WHAT YOU NEED TO DO
1) In the cookie consent text, which two browser makers are named as developing browser tools for consent?
2) Using the cookie consent text, explain why browser consent should not yet be relied on for non-essential cookie use.

[START TEXT]

The DCMS has acknowledged that even if a browser-based solution to the issue of user consent is possible, many users may not understand how to adjust their browser settings. In recognising the possibility of browser consent in the future, the DCMS also acknowledged that current browsers will need to be enhanced to meet the requirements of the revised 2002 Directive. Development of this kind of browser utility, such as that being undertaken by Microsoft in relation to its Internet Explorer (version 9) and Google for the latest edition of its Chrome browser, will be pursued by the government in collaboration with the industry. Evidently, browser consent is one option that the DCMS would like to be available but, for now, the DCMS is aligned with the ICO in stating that:

‘At present, most browser settings are not sophisticated enough to allow you to assume that the user has given their consent to allow your website to set a cookie17’.

So for the time being, browser consent should not be relied on for non-essential cookie use.


Counsel advising their business colleagues must therefore consider alternate means of ensuring they have users’ consent to cookie use. Key considerations for the ICO in this regard are that the means adopted to obtain user consent:

  • provide information about the cookies;
  • obtain consent when a cookie is set for the first time; and
  • are appropriate for the use being made of the cookie information.

The ICO also confirms its opinion that once consent to a particular cookie use is obtained, it need not be requested again for use of the same cookie for the same purpose.

Other means

The ICO acknowledges that the following techniques are legitimate means of obtaining user consent to cookie use18.

Pop-up/interstitial screens

Making users consent to cookies in a separate screen before progressing with their browsing session. This method has the benefit of a high degree of certainty as to consent granted but is likely to suffer an equally high degree negative impact on the user experience on any website.

Websites’ terms of use

Mirroring the way that many websites require users to agree to terms on first use or registration, similar techniques could be adopted for cookie consent. However, the ICO has made it clear that users would have to provide consent to any revised terms relating to cookie use and that these cannot merely be added to previously accepted terms of use. The ICO expects a ‘positive indication that users understand and agree to the changes’19.

Website set-up

As with the acceptance of terms of use on initial website use, website operators often interact with users to provide them with a customised website set-up.

[END TEXT]
[START RAW RECORDS]

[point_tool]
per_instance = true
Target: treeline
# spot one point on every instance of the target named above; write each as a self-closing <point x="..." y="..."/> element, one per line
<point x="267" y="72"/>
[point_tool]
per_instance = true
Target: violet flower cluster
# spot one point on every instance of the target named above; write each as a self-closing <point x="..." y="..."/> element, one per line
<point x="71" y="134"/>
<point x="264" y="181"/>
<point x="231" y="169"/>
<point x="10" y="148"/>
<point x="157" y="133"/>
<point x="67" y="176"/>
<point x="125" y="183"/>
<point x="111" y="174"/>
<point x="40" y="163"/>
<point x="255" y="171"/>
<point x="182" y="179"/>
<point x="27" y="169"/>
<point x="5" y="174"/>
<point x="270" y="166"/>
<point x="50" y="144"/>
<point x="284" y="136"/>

[END RAW RECORDS]

THE SOLUTIONS
1) Microsoft, for Internet Explorer version 9, and Google, for the latest edition of its Chrome browser.

2) According to the ICO, with which the DCMS agrees, most browser settings are not yet sophisticated enough for a website to assume that the user has consented to a cookie being set. The DCMS also noted that many users may not understand how to adjust their browser settings.